→ **Zu erledigen**:
1. Wie viel kostet laut dem Abschnitt über die B77 ungefähr eine neue Andruckrolle?
2. Schreiben Sie aus dem Abschnitt über die B77 die Stelle von „Die Trimmpotis sind“ bis „bekannten abfallenden Schleifer.“ wortgetreu ab.
3. Prüfen Sie anhand des Abschnitts über die B77, ob die folgenden Aussagen zutreffen, und belegen Sie jede Antwort mit einem wörtlichen Zitat:
(a) Für die Relais der B77 gibt es noch baugleiche Neuware.
(b) Der Zählwerkantrieb besteht aus einem Rundriemen und einem Zahnriemen.
(c) Die Trimmpotis der B77 sind oft in einwandfreiem Zustand.

Ansonsten ist fast alles schon gesagt worden. Außer ein paar Entstörkondensatoren, dem Zählwerkantrieb (ein Rundriemen und ein Zahnriemen) sollte man in Erwägung ziehen, alle Elkos zu tauschen. Die werden sich nach 40 Jahren nach und nach verabschieden. Eventuell ist noch die Andruckrolle fällig (ca. 45,-€) und oft auch das Kugellager am Bandeinlauf (ca. 1-5,- €).

Die Trimmpotis sind bei den B77 oftmals in einwandfreiem Zustand, wobei es wohl auf das Baujahr ankommt; ältere Maschinen haben u.U. auch die von der A77 bekannten abfallenden Schleifer.
Die in der B77 verbauten Relais sind oftmals defekt. Da es keine baugleiche Neuware mehr gibt, kann man auf adaptierte Miniaturrelais, etwa von pievox.de zurückgreifen.

→ **Quelldatensätze**:
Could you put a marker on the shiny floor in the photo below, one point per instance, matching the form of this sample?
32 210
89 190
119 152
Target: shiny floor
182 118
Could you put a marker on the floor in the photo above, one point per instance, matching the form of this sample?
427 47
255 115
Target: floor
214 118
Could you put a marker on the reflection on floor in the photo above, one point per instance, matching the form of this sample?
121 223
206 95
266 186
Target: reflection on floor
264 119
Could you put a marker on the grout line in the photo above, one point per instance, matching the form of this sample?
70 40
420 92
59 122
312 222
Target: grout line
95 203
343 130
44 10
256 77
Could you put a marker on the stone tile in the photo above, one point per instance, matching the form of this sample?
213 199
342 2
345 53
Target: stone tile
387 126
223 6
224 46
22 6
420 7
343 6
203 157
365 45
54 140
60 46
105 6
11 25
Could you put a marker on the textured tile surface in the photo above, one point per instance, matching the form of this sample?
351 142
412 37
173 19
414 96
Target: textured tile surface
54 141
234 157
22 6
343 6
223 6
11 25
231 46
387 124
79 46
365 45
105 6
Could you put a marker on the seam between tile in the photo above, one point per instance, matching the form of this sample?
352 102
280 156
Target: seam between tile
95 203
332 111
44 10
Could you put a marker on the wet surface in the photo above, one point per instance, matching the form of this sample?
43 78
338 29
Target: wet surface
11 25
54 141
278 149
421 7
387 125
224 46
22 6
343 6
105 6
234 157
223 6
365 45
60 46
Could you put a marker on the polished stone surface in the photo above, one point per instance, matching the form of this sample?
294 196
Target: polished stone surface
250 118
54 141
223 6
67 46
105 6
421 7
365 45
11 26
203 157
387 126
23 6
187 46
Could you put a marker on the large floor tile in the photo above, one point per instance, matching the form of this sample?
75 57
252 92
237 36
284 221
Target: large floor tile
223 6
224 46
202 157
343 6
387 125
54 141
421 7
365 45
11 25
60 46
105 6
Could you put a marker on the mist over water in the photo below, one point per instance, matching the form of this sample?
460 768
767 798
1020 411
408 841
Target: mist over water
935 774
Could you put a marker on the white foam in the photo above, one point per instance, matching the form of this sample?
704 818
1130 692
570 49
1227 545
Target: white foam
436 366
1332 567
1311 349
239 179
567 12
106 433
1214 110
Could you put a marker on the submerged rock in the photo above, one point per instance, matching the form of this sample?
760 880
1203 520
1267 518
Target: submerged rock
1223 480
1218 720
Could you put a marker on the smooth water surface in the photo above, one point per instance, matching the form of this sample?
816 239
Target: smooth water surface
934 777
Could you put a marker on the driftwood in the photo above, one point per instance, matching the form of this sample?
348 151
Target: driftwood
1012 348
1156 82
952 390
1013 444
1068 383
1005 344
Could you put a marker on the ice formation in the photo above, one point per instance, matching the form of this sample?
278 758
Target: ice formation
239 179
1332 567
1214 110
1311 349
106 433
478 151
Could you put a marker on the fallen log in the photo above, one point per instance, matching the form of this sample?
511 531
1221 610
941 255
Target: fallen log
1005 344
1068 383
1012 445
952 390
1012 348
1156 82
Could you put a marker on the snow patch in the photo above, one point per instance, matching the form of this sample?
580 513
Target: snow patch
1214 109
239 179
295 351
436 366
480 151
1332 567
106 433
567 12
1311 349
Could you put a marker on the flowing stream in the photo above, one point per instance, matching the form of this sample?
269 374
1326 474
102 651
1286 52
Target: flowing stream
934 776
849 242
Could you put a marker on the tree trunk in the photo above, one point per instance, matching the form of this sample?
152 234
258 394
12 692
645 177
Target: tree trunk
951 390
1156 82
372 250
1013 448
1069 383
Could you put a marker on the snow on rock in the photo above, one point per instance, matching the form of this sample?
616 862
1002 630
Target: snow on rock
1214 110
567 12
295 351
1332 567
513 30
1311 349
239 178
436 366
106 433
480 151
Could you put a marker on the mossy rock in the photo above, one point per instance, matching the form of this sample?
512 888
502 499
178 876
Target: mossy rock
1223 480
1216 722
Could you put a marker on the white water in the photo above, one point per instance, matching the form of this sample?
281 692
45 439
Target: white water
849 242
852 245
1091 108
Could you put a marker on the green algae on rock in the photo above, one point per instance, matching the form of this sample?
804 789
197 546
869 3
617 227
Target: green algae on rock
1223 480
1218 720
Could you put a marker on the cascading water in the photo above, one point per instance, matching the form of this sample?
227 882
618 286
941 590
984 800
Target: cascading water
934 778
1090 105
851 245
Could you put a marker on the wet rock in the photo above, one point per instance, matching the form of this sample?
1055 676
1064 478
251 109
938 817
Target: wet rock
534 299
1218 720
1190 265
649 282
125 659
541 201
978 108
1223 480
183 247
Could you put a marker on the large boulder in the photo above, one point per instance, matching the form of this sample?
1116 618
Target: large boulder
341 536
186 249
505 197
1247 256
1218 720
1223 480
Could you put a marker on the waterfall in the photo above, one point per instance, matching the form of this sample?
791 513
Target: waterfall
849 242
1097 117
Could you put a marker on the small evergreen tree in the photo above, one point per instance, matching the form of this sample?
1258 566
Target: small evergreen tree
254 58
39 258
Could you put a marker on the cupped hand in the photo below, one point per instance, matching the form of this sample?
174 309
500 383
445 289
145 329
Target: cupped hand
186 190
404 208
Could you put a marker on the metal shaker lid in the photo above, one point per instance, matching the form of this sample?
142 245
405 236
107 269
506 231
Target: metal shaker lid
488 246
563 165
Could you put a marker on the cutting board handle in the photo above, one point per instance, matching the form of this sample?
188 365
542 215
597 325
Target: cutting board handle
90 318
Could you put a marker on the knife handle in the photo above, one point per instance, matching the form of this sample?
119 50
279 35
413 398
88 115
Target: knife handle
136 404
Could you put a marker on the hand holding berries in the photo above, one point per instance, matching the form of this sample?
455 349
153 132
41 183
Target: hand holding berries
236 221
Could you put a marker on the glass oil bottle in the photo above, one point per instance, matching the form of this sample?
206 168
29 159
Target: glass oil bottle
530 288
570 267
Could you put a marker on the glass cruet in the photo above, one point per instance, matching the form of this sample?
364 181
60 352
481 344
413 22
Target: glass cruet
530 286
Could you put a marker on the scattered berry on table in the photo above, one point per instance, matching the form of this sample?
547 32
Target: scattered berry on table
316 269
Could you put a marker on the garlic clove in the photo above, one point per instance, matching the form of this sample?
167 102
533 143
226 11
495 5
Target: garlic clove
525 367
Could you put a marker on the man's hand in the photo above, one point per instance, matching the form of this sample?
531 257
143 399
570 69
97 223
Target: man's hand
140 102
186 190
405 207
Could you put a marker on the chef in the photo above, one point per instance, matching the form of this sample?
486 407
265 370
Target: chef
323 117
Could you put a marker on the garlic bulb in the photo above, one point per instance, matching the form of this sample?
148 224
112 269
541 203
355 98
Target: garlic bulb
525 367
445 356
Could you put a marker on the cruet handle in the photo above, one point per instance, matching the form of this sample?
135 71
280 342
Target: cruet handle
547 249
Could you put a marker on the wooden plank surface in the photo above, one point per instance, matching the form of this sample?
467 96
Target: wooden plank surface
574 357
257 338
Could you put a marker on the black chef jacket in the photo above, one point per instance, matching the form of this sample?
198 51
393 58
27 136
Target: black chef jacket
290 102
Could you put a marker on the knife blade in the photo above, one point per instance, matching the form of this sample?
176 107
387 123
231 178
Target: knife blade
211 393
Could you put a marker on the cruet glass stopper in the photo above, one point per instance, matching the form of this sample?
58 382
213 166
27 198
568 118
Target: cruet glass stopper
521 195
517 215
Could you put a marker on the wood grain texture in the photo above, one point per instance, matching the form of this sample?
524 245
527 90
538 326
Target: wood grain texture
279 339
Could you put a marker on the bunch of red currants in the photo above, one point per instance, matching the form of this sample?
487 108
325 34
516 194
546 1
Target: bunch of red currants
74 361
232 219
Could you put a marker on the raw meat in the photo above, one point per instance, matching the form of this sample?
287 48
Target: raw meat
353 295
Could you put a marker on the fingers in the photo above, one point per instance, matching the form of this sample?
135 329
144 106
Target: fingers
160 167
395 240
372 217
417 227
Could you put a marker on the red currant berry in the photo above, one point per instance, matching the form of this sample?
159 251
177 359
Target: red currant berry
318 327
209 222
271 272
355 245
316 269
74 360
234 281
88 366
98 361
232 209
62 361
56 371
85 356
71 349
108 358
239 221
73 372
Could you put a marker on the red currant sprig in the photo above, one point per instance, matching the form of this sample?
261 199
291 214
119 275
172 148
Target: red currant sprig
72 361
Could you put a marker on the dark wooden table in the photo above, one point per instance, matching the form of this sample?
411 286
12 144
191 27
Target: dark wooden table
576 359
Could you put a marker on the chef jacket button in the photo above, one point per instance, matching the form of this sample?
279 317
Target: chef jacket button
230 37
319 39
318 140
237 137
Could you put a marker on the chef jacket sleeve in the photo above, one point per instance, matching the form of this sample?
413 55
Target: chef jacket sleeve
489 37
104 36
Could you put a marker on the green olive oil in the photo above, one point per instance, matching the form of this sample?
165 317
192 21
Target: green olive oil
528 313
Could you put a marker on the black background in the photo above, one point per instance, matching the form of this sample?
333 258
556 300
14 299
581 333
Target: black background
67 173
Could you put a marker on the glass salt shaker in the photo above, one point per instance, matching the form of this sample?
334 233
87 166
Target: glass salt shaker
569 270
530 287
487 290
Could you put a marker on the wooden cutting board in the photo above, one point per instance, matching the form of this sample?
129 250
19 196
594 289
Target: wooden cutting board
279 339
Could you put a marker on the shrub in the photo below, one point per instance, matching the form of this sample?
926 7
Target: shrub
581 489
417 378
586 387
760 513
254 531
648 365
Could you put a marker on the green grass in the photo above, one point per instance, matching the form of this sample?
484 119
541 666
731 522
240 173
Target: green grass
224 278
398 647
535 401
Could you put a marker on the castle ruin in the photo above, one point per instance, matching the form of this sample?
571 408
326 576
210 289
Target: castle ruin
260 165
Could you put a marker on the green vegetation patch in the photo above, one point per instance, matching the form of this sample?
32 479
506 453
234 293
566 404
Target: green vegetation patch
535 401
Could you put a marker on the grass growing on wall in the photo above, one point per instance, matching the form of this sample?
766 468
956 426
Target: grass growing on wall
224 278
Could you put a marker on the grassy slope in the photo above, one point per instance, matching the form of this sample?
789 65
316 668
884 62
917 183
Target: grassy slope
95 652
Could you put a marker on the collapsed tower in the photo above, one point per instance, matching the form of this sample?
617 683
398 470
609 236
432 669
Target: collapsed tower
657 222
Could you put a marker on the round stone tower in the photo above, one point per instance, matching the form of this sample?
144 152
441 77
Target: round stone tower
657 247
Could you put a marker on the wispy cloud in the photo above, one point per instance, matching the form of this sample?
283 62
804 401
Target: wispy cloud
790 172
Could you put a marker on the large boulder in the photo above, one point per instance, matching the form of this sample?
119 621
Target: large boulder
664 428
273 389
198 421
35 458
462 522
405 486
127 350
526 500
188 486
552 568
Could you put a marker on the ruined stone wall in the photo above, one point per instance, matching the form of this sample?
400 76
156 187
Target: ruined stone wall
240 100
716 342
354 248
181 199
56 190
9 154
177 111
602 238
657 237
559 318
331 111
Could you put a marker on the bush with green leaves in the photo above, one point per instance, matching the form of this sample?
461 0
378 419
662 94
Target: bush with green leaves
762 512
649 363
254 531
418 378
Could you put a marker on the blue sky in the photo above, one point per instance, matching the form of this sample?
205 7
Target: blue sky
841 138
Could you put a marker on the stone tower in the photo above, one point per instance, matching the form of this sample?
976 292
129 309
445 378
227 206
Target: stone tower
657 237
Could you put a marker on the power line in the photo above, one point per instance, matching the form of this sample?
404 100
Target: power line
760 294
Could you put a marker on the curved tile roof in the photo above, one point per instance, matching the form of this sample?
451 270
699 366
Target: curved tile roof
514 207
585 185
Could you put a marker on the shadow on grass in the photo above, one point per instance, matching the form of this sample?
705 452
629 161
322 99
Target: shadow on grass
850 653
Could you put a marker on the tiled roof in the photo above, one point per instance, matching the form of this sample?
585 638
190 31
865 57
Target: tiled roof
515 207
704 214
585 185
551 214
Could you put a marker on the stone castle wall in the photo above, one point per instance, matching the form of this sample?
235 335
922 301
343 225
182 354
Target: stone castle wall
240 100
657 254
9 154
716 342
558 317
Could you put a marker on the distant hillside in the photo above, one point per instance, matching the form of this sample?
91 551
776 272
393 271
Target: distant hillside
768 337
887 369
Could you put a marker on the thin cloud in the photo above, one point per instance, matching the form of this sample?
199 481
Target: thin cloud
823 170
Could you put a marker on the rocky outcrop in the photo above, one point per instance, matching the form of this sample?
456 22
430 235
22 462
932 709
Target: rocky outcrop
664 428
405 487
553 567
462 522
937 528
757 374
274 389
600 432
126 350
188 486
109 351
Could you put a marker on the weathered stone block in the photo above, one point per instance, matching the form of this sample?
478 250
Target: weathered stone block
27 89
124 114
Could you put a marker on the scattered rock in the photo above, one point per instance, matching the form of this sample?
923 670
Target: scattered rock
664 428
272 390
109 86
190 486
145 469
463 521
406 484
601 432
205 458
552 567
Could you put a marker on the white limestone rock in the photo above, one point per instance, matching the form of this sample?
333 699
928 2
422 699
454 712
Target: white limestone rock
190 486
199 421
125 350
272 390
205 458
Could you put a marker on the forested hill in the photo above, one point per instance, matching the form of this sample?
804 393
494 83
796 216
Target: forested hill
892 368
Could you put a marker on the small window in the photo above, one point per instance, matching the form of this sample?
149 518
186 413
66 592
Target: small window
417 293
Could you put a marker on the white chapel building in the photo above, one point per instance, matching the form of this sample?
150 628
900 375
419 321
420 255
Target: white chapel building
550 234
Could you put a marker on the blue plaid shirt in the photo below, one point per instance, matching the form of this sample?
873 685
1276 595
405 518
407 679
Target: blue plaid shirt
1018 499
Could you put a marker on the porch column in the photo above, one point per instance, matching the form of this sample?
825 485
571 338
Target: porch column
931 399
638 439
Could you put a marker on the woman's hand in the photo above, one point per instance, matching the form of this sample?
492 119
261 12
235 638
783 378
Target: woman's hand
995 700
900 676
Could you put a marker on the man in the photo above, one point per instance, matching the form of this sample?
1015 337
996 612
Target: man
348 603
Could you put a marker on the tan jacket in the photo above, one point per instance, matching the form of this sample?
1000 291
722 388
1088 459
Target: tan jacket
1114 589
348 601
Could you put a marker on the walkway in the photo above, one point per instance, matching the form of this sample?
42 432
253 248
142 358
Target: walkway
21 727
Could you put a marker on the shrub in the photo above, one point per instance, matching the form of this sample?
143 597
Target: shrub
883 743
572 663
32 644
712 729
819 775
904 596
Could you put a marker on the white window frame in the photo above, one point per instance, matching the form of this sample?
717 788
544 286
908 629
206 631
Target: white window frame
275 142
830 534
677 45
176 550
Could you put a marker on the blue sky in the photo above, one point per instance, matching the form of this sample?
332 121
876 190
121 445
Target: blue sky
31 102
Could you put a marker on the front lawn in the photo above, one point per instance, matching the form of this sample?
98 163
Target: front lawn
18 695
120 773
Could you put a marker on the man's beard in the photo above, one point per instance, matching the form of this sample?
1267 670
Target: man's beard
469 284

→ **Ergebnisse je Aufgabe**:
1. Ungefähr 45 Euro.

2.
Die Trimmpotis sind bei den B77 oftmals in einwandfreiem Zustand, wobei es wohl auf das Baujahr ankommt; ältere Maschinen haben u.U. auch die von der A77 bekannten abfallenden Schleifer.

3.
(a) Nein: „Da es keine baugleiche Neuware mehr gibt“
(b) Ja: „dem Zählwerkantrieb (ein Rundriemen und ein Zahnriemen)“
(c) Ja: „Die Trimmpotis sind bei den B77 oftmals in einwandfreiem Zustand“